===== DATA SHOWN
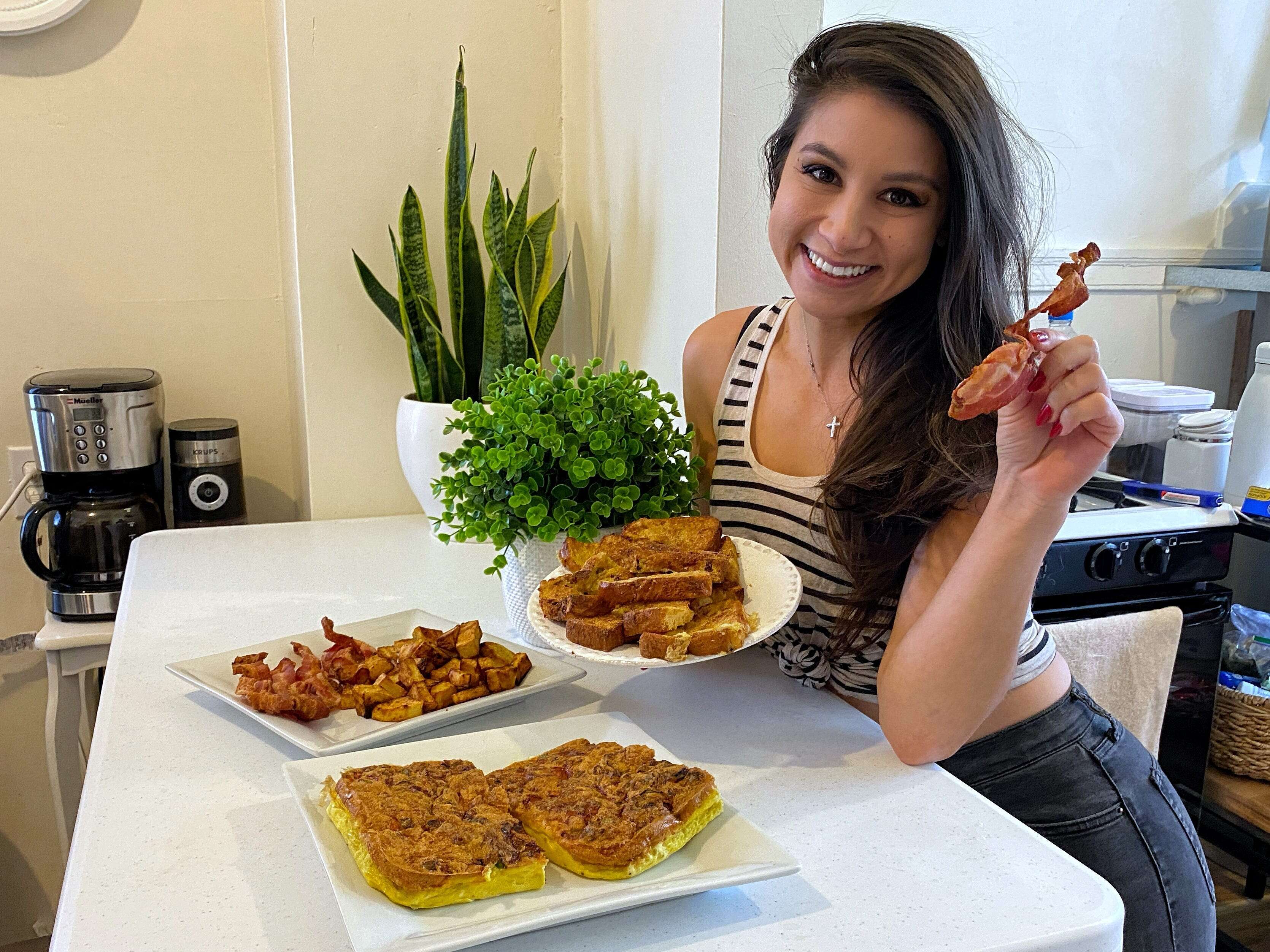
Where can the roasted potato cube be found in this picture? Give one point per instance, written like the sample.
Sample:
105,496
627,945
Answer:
402,709
445,694
444,671
389,686
491,649
408,672
449,643
464,680
469,640
419,692
373,694
500,680
522,665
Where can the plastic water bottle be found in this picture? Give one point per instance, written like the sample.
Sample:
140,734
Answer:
1250,442
1061,327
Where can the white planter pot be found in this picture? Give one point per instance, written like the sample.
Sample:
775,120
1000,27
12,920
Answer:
419,445
521,579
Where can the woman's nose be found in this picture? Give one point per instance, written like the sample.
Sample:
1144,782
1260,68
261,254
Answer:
846,225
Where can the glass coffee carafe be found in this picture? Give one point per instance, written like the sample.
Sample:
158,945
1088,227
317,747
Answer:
89,535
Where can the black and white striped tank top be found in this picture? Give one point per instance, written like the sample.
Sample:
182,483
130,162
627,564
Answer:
774,510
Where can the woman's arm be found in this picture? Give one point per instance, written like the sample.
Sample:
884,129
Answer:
705,362
953,649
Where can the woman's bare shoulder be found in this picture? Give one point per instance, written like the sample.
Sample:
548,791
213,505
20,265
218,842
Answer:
710,346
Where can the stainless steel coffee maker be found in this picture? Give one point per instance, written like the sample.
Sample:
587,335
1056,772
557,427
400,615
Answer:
98,441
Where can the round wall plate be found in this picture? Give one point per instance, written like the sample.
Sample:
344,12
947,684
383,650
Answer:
19,17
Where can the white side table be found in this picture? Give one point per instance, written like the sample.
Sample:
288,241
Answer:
74,652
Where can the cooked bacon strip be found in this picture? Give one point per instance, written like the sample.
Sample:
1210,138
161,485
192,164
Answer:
252,665
1072,291
1008,371
344,656
303,692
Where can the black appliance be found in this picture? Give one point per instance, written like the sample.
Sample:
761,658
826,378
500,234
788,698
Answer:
1119,555
206,473
98,438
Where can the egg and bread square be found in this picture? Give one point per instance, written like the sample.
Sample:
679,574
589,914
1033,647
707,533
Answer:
608,811
433,833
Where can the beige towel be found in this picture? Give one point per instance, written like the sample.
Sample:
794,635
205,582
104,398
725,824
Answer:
1126,662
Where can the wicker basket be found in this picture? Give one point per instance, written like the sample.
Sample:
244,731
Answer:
1241,734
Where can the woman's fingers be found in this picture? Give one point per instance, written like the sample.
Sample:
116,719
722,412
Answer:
1065,356
1086,379
1097,413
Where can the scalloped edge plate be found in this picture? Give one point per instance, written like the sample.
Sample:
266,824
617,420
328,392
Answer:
773,592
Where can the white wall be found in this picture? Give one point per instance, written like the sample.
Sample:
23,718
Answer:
140,228
760,41
371,92
642,131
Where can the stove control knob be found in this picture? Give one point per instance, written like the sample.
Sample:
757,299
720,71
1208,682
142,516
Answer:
1154,558
1102,563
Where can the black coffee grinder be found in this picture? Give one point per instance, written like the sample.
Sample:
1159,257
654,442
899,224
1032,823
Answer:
98,441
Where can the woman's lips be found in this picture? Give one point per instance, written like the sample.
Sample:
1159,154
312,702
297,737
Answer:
837,281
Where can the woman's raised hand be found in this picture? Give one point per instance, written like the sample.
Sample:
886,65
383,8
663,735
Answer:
1052,438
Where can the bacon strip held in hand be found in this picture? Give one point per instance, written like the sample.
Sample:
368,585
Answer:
1008,371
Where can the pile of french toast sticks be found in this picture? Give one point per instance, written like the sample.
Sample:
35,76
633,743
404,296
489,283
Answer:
673,586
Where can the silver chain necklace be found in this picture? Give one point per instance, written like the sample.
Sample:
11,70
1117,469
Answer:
832,426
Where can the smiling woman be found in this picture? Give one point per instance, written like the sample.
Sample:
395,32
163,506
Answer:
901,219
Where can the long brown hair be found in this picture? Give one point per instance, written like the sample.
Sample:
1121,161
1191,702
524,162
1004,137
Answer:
903,464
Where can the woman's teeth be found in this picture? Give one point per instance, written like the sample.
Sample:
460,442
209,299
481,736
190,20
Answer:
823,266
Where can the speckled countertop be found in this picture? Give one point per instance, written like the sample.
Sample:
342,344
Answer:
188,840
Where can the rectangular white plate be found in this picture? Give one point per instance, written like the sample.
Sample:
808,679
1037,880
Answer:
343,730
728,852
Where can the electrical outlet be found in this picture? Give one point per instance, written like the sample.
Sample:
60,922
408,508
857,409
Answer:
==========
EXERCISE OBJECTIVE: Repeat exactly, and only, the lines from the line containing "Where can the woman's teeth" through the last line of the records above, both included.

ANSWER TO THE EXERCISE:
Where can the woman's teeth be found in this picture? Give one point per instance, written like the sample.
Sample:
460,442
209,299
481,736
190,20
Answer:
823,266
Where can the speckled countertop be found in this picture? Give one point per instance, written like the sample.
Sample:
342,344
Answer:
188,840
Where can the rectangular white plate be found in this picture? Give one point per instance, written like the sample.
Sample:
808,679
1037,880
Answer:
343,730
728,852
Where can the electrical outlet be found in this picture? Give one point per instance, written like the sample.
Sample:
60,922
408,508
857,409
Answer:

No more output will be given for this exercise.